Brief: In the book review below, what year is it when Mind Storm opens?

Jaym Gates Reviews Mind Storm
Mind Storm
K.M. Ruiz
Thomas Dunne Books (304 pp, $24.99, Hardcover May 2011)
Reviewed by Jaym Gates
Science fiction is inundated with post-apocalyptic and dystopian settings, super-powers and corrupt governments, with varied results. Mind Storm is a nice blend of the familiar and the new, packed with action, and it introduces some pretty fun new characters. It is the first book of a series of unspecified length.
Mind Storm opens with psions Threnody and Quenton traveling to the slums of Los Angeles. It is the year 2379. Humans have stripped the Earth of nearly all resources. Crowded and afraid, nuclear war was unleashed…everywhere. By the time the war was over, most of the populated areas were dead zones, unfit for human life. The majority of the human race had been wiped out. But a small percentage of the human population finds their DNA altered, leaving them incredibly powerful and unique. They are called psions, and brainwashed and put in service to the world government as soldier-slaves.
Their power comes at a cost, burning out more of their bodies with every use. Only the fortunate make it to the age of thirty five. They are feared and hated by the humans, who regard them as dangerous vermin. Most of them are found early and pulled into the Stryker Syndicate, fitted with kill-switches controlled by the World Court. The ones who escape the Strykers are found and enslaved by the Warhounds, a rogue group of powerful psions serving a shadowy figure.

The data:
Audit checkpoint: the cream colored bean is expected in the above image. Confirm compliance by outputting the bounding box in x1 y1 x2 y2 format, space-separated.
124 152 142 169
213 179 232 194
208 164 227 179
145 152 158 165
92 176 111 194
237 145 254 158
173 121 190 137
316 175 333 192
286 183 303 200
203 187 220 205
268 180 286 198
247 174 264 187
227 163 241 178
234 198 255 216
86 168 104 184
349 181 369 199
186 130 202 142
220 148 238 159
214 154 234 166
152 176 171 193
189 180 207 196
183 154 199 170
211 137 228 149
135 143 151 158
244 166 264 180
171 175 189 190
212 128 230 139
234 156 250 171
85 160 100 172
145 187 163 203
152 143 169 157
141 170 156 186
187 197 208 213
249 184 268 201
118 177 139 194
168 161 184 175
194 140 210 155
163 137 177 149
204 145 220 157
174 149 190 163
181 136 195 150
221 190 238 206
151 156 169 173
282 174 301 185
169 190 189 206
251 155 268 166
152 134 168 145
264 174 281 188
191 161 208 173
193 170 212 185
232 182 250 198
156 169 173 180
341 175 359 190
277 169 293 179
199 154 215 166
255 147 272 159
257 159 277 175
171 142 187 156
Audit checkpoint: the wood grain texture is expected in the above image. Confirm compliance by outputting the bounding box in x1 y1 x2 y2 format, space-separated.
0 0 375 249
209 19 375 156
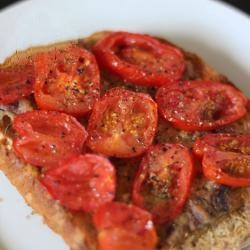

Solution for this task: 2379